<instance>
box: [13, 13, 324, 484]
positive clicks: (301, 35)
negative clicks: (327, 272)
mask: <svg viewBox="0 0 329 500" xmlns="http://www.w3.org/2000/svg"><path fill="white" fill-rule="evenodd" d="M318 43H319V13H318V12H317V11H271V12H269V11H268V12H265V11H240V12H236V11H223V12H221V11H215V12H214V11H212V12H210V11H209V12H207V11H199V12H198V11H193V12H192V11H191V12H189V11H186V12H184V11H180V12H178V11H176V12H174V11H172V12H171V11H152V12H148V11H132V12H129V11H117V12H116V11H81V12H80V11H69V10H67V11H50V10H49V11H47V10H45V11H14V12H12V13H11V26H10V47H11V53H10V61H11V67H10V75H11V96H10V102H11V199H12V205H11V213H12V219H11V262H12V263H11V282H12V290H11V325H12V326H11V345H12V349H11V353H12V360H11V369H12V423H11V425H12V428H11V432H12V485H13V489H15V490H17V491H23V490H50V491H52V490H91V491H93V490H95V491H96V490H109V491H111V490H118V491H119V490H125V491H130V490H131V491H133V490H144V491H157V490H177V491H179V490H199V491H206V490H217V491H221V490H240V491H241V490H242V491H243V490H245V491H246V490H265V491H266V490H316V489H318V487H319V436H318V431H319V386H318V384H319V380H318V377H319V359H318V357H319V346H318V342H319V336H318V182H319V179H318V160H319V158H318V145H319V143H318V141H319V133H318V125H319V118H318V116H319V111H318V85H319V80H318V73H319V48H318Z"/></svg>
● ● ● ● ●
EXERCISE →
Collect each line in the material above that contains the string "clicks", and list those lines in their original order.

SOLUTION TO THE EXERCISE →
positive clicks: (301, 35)
negative clicks: (327, 272)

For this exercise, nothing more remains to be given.